**Work item a**
Transcribe the records below, starting with their first line and going on through the line containing "positive clicks: (121, 204) (92, 207)", and leave the pictures out.

BEGIN Document segment

Deadly sins of design education

Roman Romaniv
5 min readMay 24, 2022

Who is this article for? Junior/intern designers, students, and others eager to join the industry; educators; could also fit for developers and other tech roles.

TL;DR

Avoid fast education and find your content through industry-renown publishers and smart-looking people on LinkedIn. Podcasts won’t hurt. Most importantly, adjust your learning style as your skills expand. Uniform education may fit only at the start.

A dramatic black&white TV narrative for you to continue reading

A pic to help with the imagination of a stock video background

The quality of design education gets worse. We have more and more people joining the industry, and thus more courses and practices are coming up each year. The entry-level gets higher, people strive to outpace everyone and are learning on Instagram and Youtube with a slice of pizza instead of a notebook.

Education and content creation have a lot in common: certain posting/learning frequency, a defined target audience, and tone of voice. The bad thing is that content creation comes with an extra pile that can be detrimental to one’s education. So here is my stone at fast education:

Fast education is mainly a product of fast content creation: ambiguous, repetitive, oversimplified, and shiny.

Cult of inspiration

There are many websites, newsletters, and awards, showing you the pure perfection of what the design can be. Don’t make a cult out of inspiration and set yourself up for failure.

This is real life: with deadlines, tight budgets, and lazy developers. While you can and should strive for the best, it won’t always be the case. They say “steal like a designer,” — and it’s okay to get inspired by great ideas, but don’t let those ideas become a benchmark for what you do.

Outtake: let YOUR work be a ground benchmark. If you have enough practice, your work will also be on a wall of fame one day.

One-size-fits-all education

“How to design a website,” “What is good research,” and “How to sacrifice a sheep.” You have seen posts like these. Well, maybe except for the sheep sacrifice. As you practice, you will find your tools and books, inspiration, and workflow.

Unless you are a beginner, uniform education won’t likely fit your context or job. It may be sufficient for ground knowledge, but don’t get stuck looking for everything at the same time. Get specific, and adjust your learning style as you grow. Instead of taking three different-complexity design courses, dig deeper. Are you interested in enterprise UX? Are you interested in mobile animation? Are you interested in VR/AR? Go for it!

There is an exception for design generalists, but at that point, they dig for specifics on different levels, not knocking on the same tree.

Outtake: you’re not eating the same sandwich eight times a day, don’t let your education become the same sandwich.

Resource library ≠ Expertise

As a beginner or a design student, it’s easy to fall into the trap of the resource bite. You know these posts: “Top 10 free icon websites”, “Best fonts for 2022”, “Top 5 illustration resources”. Instead of elaborating on two or three specific resources, they give you this list you have already seen and will see again.

END Document segment
BEGIN Exercise material

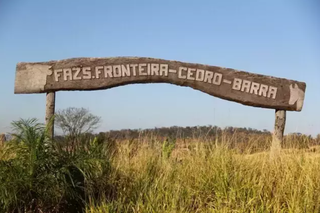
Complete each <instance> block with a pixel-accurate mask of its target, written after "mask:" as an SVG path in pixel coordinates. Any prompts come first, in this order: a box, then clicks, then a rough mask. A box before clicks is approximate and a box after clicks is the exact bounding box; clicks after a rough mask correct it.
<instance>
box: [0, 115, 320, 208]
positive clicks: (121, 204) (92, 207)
mask: <svg viewBox="0 0 320 213" xmlns="http://www.w3.org/2000/svg"><path fill="white" fill-rule="evenodd" d="M13 126H14V127H16V128H15V130H16V137H15V140H13V141H11V142H9V143H7V144H6V145H5V146H4V147H2V148H0V212H161V213H162V212H164V213H165V212H170V213H171V212H294V213H296V212H297V213H299V212H320V181H319V180H320V172H319V168H320V155H319V153H317V152H316V151H314V152H307V151H306V150H303V149H291V148H290V149H283V150H282V152H281V155H280V157H279V158H276V159H273V160H272V159H271V158H270V157H269V153H268V151H267V148H266V147H267V146H268V145H266V144H269V143H270V142H269V141H266V143H265V144H264V143H263V142H261V141H263V140H260V142H259V143H258V145H257V144H254V141H255V137H252V138H251V139H250V138H249V141H248V143H247V144H244V143H242V142H241V143H240V146H238V145H239V144H238V145H237V143H236V141H237V135H234V136H233V137H232V138H231V139H223V137H222V138H220V139H219V140H218V139H216V140H206V139H203V138H201V139H197V138H192V139H190V140H187V141H186V140H177V139H176V138H171V139H170V138H169V139H167V140H159V139H158V138H154V137H141V138H139V139H138V140H128V141H112V140H110V139H107V138H104V137H103V136H101V135H99V136H98V137H95V138H92V137H83V138H81V140H79V141H80V143H79V144H77V145H76V146H75V147H74V148H73V149H72V150H69V148H68V147H67V146H64V144H68V141H60V142H57V141H51V140H50V138H48V137H47V136H46V129H45V127H44V126H42V125H41V124H38V123H37V121H36V120H21V121H18V122H17V123H13ZM239 140H240V139H239ZM242 140H243V139H241V141H242ZM305 140H307V138H306V139H305ZM291 142H292V143H294V142H293V139H292V141H291ZM285 143H286V144H287V145H286V146H289V145H288V144H290V139H289V138H288V139H286V141H285ZM306 143H307V141H306ZM259 144H260V145H259ZM303 147H304V146H303ZM285 148H286V147H285ZM297 148H301V147H297Z"/></svg>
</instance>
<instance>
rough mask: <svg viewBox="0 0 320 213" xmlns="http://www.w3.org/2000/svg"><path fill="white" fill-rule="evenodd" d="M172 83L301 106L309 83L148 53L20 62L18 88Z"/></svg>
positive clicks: (227, 93)
mask: <svg viewBox="0 0 320 213" xmlns="http://www.w3.org/2000/svg"><path fill="white" fill-rule="evenodd" d="M135 83H170V84H175V85H178V86H188V87H191V88H193V89H196V90H200V91H202V92H205V93H207V94H209V95H212V96H215V97H219V98H222V99H225V100H229V101H235V102H238V103H241V104H244V105H249V106H254V107H264V108H272V109H282V110H290V111H301V110H302V107H303V102H304V97H305V95H304V94H305V90H306V84H305V83H303V82H298V81H294V80H288V79H284V78H275V77H271V76H265V75H259V74H253V73H249V72H244V71H239V70H234V69H230V68H224V67H217V66H209V65H203V64H195V63H185V62H179V61H170V60H163V59H155V58H145V57H115V58H72V59H66V60H59V61H48V62H39V63H18V64H17V68H16V81H15V93H16V94H22V93H47V92H52V91H61V90H99V89H108V88H112V87H116V86H121V85H127V84H135Z"/></svg>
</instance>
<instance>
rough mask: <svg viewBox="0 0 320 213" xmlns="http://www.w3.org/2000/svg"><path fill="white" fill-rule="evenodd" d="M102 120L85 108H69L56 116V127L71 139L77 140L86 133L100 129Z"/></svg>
mask: <svg viewBox="0 0 320 213" xmlns="http://www.w3.org/2000/svg"><path fill="white" fill-rule="evenodd" d="M100 122H101V118H100V117H98V116H95V115H93V114H91V113H90V112H89V110H88V109H85V108H75V107H69V108H67V109H62V110H59V111H57V112H56V114H55V126H56V127H58V128H59V129H61V130H62V131H63V133H64V134H65V135H67V136H69V137H70V138H71V139H76V138H77V137H79V136H80V135H82V134H84V133H92V131H93V130H95V129H96V128H98V126H99V124H100Z"/></svg>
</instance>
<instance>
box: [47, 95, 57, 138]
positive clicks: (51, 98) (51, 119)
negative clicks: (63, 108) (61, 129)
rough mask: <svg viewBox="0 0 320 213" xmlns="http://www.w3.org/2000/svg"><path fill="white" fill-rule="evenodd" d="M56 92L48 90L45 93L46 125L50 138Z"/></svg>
mask: <svg viewBox="0 0 320 213" xmlns="http://www.w3.org/2000/svg"><path fill="white" fill-rule="evenodd" d="M55 103H56V93H55V92H48V93H47V95H46V118H45V120H46V125H47V126H49V129H48V135H49V137H50V138H53V137H54V120H52V119H53V116H54V114H55Z"/></svg>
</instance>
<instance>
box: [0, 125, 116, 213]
mask: <svg viewBox="0 0 320 213" xmlns="http://www.w3.org/2000/svg"><path fill="white" fill-rule="evenodd" d="M12 125H13V127H14V131H15V134H14V138H15V139H14V140H13V141H10V142H8V144H6V147H5V148H4V149H5V150H6V151H5V152H3V154H2V158H1V159H0V212H81V211H83V210H84V206H85V202H86V199H87V197H88V196H89V195H90V193H91V191H90V190H89V187H87V186H91V185H92V183H94V181H93V180H96V179H97V176H100V175H102V174H105V173H106V170H107V169H109V168H110V167H109V161H108V160H109V159H108V156H106V155H105V153H106V152H105V151H104V147H103V144H101V143H100V144H99V143H97V140H96V139H94V140H92V141H89V142H88V143H86V145H85V147H84V146H83V147H82V148H79V149H77V150H75V151H74V152H73V153H72V154H71V153H70V152H68V151H67V150H66V149H65V148H64V147H63V146H61V144H60V145H57V144H56V143H54V141H52V140H50V138H49V137H48V136H47V130H46V127H45V126H43V125H42V124H40V123H38V122H37V120H36V119H29V120H20V121H16V122H13V123H12ZM101 168H103V171H102V169H101Z"/></svg>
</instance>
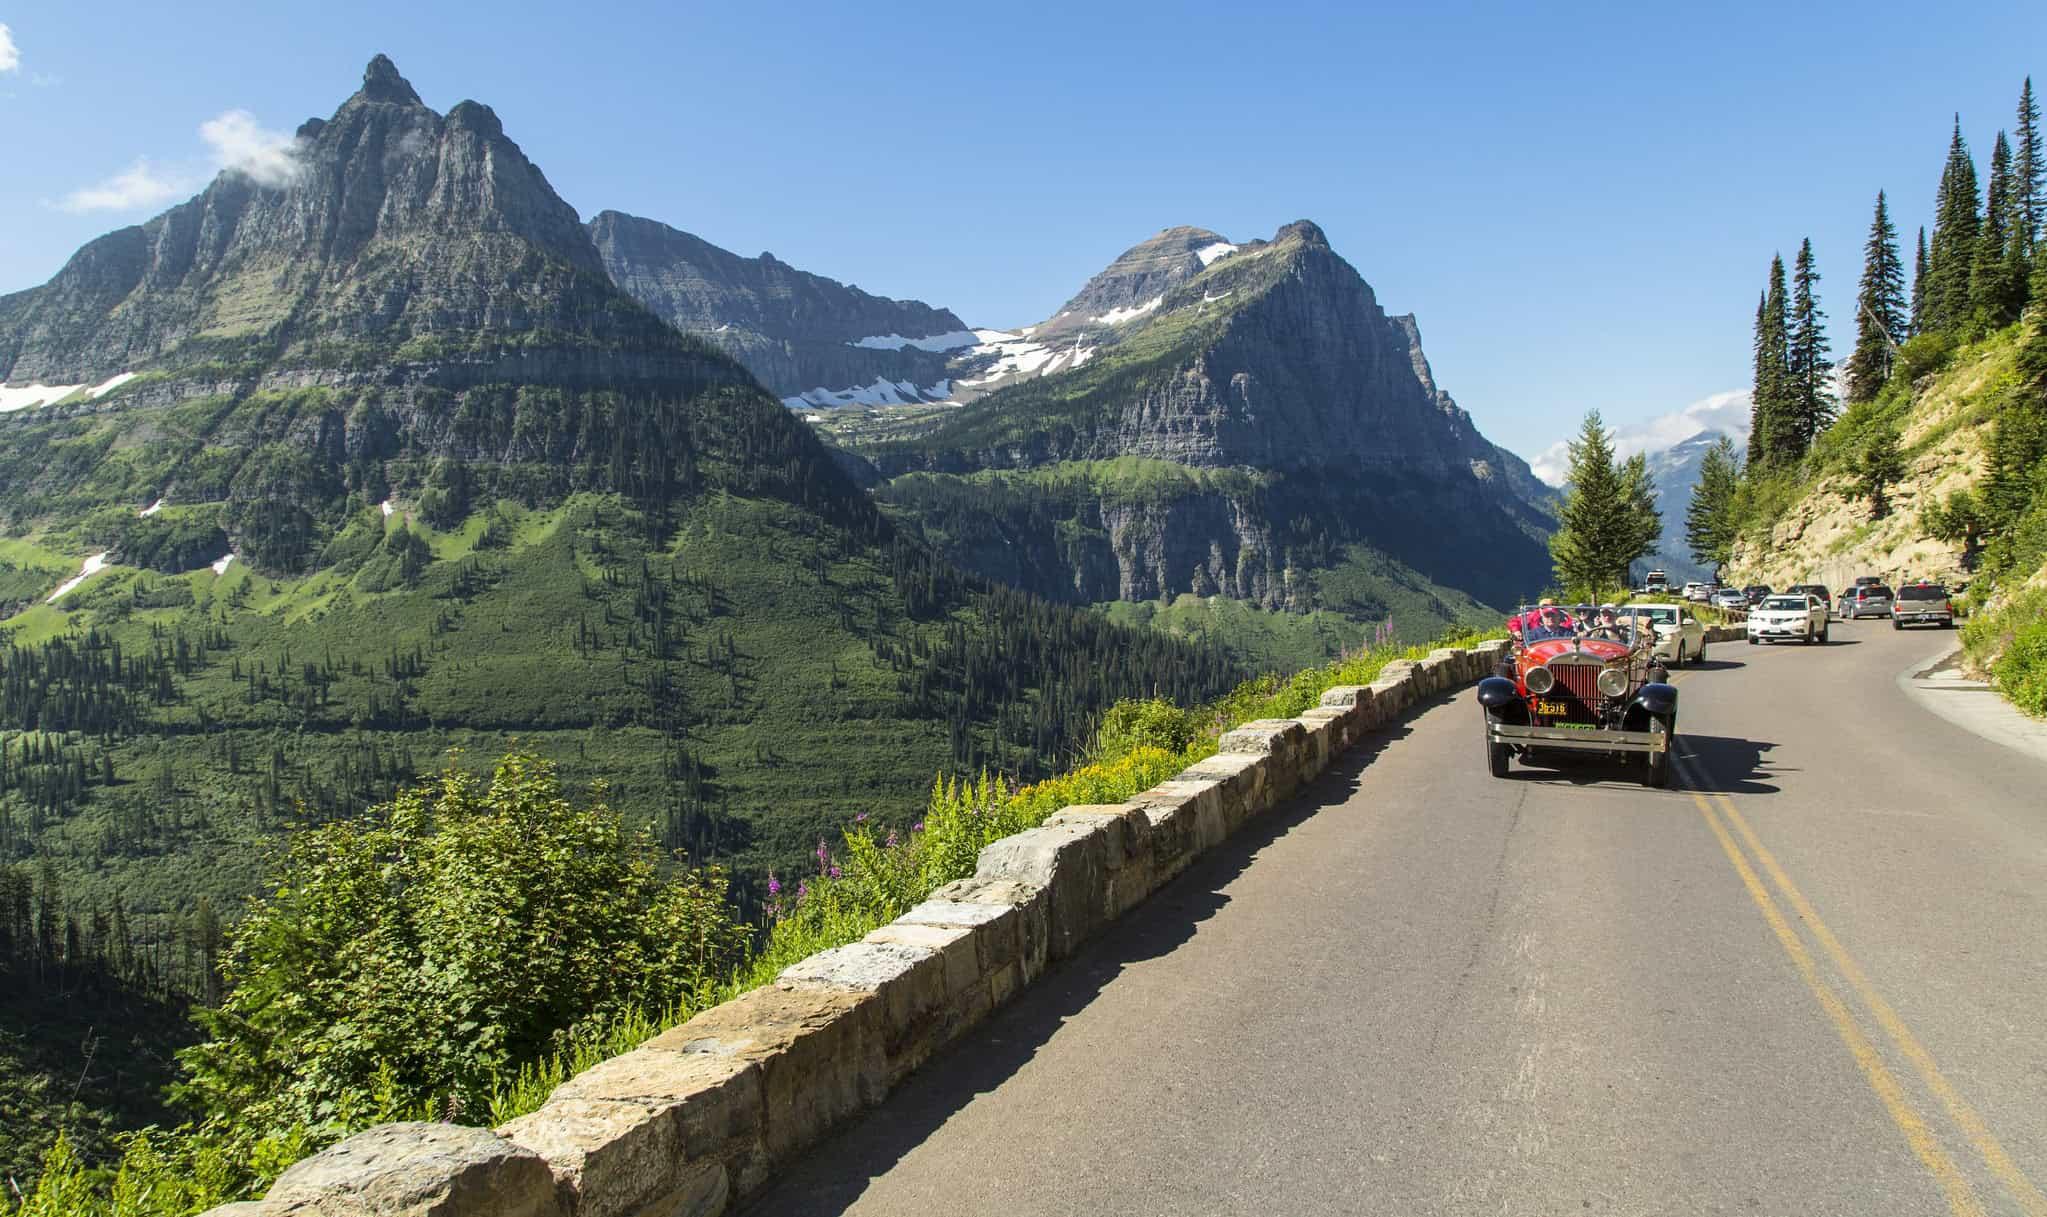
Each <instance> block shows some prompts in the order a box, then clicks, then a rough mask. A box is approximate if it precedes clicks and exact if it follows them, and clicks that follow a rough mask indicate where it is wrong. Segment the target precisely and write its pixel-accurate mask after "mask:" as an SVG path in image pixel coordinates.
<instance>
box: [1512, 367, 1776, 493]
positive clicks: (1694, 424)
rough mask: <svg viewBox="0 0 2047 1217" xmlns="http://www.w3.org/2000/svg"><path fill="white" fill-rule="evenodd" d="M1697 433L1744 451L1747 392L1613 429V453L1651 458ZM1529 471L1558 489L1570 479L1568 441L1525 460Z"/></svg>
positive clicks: (1697, 401) (1718, 396) (1730, 396)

END Exercise material

**Work item b**
Reproduce word for word the passage of the article on design education above, starting with "A pic to help" and going on through "oversimplified, and shiny.".

**Exercise response a**
Complete each <instance> block with a pixel-accurate mask of its target, written after "mask:" as an SVG path in pixel coordinates. Any prompts come first, in this order: a box, then clicks, then a rough mask. A box before clicks is approximate and a box after clicks is the exact bounding box; clicks after a rough mask correct it.
<instance>
box: [0, 115, 320, 208]
positive clicks: (121, 204) (92, 207)

**Exercise response b**
A pic to help with the imagination of a stock video background

The quality of design education gets worse. We have more and more people joining the industry, and thus more courses and practices are coming up each year. The entry-level gets higher, people strive to outpace everyone and are learning on Instagram and Youtube with a slice of pizza instead of a notebook.

Education and content creation have a lot in common: certain posting/learning frequency, a defined target audience, and tone of voice. The bad thing is that content creation comes with an extra pile that can be detrimental to one’s education. So here is my stone at fast education:

Fast education is mainly a product of fast content creation: ambiguous, repetitive, oversimplified, and shiny.